### TEXT SEGMENT:
──────

Ask César Cuauhtémoc García Hernández, holder of the Gregory Williams Chair in Civil Rights and Civil Liberties at Ohio State University. Ask Atahualpa Yupanqui (1908-1992), born Héctor Roberto Chavero Aramburu, holder of a guitar in Argentina.

Ask Helen-Marie Lyon-Dalberg-Acton, wife of David Runciman, 4th Viscount of Doxford. Ask Sixtus Dominic Boniface Christopher Rees-Mogg, 6th son of Sir Jacob William Rees-Mogg (elder sibling of Annunziata Mary Rees-Mogg) and wife Helena Anne Beatrix Wentworth Fitzwilliam de Chair. (These are living people as we speak on 16 Mar 2024.)

Do not ask J.R.R. Tolkien, J.K. Rowling, C.S. Lewis, E.M. Forster, G.K. Chesterton, D.H. Lawrence, P.G. Wodehouse, P.D. James, J.B.S. Haldane, H.L.A. Hart or A.S.D. Smith.

──────

### LISTED ENTRIES:

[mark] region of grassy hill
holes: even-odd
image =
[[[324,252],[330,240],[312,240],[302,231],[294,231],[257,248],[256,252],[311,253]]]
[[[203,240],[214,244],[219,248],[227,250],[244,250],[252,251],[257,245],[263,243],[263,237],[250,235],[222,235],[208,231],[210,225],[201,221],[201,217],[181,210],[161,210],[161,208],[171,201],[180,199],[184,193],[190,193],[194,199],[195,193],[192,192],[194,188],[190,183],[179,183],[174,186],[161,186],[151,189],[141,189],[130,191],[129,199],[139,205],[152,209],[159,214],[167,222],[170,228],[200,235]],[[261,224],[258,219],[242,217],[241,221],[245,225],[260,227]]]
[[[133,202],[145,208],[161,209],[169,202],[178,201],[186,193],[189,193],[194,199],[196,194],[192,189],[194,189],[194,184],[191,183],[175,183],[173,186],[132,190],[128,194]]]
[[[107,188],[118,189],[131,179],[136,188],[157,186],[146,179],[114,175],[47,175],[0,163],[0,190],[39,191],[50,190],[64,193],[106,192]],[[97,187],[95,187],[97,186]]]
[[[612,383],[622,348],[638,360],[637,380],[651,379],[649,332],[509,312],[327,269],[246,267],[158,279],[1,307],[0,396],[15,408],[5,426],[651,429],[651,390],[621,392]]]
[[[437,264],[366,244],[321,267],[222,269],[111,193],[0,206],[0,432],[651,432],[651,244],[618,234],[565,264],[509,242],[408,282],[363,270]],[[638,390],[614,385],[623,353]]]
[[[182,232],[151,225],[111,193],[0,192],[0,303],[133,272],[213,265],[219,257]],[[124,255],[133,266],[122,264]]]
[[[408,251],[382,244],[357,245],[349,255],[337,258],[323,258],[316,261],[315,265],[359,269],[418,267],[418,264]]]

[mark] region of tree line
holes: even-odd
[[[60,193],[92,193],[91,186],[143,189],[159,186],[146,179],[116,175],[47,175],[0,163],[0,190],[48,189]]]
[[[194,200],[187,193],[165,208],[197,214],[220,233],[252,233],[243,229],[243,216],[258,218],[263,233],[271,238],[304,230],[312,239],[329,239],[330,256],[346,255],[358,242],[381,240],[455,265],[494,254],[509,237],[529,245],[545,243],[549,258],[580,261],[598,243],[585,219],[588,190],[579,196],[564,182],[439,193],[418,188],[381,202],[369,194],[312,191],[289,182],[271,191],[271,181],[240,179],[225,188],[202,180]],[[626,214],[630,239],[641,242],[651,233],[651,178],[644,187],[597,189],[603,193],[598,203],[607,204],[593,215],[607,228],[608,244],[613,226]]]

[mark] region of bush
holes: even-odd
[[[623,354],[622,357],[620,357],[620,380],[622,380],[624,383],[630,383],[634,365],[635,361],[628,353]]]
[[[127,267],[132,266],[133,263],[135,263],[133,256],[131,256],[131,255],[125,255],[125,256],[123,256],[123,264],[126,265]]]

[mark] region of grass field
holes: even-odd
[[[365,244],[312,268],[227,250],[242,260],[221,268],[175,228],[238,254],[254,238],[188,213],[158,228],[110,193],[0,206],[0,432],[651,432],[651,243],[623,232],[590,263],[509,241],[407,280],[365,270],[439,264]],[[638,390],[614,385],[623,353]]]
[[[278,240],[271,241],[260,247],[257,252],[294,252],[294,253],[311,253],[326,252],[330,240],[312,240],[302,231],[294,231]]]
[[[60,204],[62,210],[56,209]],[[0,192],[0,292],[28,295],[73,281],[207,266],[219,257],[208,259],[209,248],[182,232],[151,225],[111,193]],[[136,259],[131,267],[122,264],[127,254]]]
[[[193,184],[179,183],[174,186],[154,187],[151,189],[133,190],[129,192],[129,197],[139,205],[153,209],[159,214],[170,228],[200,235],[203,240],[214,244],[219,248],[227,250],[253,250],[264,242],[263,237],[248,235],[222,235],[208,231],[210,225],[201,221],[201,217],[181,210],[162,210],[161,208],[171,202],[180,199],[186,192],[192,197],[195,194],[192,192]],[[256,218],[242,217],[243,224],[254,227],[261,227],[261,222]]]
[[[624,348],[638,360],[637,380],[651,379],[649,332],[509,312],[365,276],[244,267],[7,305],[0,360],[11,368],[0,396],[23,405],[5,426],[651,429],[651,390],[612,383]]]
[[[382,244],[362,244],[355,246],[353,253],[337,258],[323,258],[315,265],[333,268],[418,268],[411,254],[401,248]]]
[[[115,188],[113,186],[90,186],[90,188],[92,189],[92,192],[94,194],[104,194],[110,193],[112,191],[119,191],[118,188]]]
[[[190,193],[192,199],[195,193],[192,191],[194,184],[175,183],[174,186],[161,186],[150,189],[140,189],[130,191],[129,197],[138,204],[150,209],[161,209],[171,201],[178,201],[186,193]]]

──────

### WORK TO COMPLETE:
1) Can you quote the list of people to ask in full, word for word?
2) Can you find every line in the entries that contains the string "region" and copy each of those lines?
The list of people to ask and the entries are unrelated material.

### ANSWERS BELOW:
1)
Ask César Cuauhtémoc García Hernández, holder of the Gregory Williams Chair in Civil Rights and Civil Liberties at Ohio State University. Ask Atahualpa Yupanqui (1908-1992), born Héctor Roberto Chavero Aramburu, holder of a guitar in Argentina.

Ask Helen-Marie Lyon-Dalberg-Acton, wife of David Runciman, 4th Viscount of Doxford. Ask Sixtus Dominic Boniface Christopher Rees-Mogg, 6th son of Sir Jacob William Rees-Mogg (elder sibling of Annunziata Mary Rees-Mogg) and wife Helena Anne Beatrix Wentworth Fitzwilliam de Chair. (These are living people as we speak on 16 Mar 2024.)

Do not ask J.R.R. Tolkien, J.K. Rowling, C.S. Lewis, E.M. Forster, G.K. Chesterton, D.H. Lawrence, P.G. Wodehouse, P.D. James, J.B.S. Haldane, H.L.A. Hart or A.S.D. Smith.

2)
[mark] region of grassy hill
[mark] region of tree line
[mark] region of bush
[mark] region of grass field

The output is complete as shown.